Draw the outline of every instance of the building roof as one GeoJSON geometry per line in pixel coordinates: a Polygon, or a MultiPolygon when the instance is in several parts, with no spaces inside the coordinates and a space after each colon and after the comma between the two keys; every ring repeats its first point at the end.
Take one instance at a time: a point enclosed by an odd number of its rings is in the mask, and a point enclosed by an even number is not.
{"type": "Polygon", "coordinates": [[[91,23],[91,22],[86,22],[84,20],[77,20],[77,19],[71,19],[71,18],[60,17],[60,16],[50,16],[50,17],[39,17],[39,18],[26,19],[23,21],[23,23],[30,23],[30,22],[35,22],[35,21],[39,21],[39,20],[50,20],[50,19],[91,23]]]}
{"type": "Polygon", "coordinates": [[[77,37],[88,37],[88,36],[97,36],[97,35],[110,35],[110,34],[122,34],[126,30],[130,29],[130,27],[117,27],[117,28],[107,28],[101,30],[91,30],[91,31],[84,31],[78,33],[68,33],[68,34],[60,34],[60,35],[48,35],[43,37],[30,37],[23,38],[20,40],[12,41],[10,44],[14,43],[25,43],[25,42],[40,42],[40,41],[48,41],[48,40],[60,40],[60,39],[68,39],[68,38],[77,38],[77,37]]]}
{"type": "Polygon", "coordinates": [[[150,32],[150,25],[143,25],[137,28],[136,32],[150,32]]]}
==
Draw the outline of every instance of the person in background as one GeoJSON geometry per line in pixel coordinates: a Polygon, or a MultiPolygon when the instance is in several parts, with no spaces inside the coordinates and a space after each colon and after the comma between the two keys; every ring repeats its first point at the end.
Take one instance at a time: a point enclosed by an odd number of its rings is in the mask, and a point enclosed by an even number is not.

■ Work to be completed
Where a line of the records contains the word "repeats", copy that line.

■ Solution to the problem
Draw the outline of every instance of the building roof as one GeoJSON geometry per line in pixel coordinates: a Polygon, or a MultiPolygon when the instance is in several parts, with no spaces inside the coordinates and a space after each colon and after the comma between the two keys; every ring repeats its first point at the end.
Draw the outline of every instance of the person in background as one GeoJSON geometry per line in pixel coordinates: a Polygon, or a MultiPolygon when the instance is in several parts, with no spaces inside the coordinates and a space after each colon and after the comma between the two keys; every ring repeats its first point at the end.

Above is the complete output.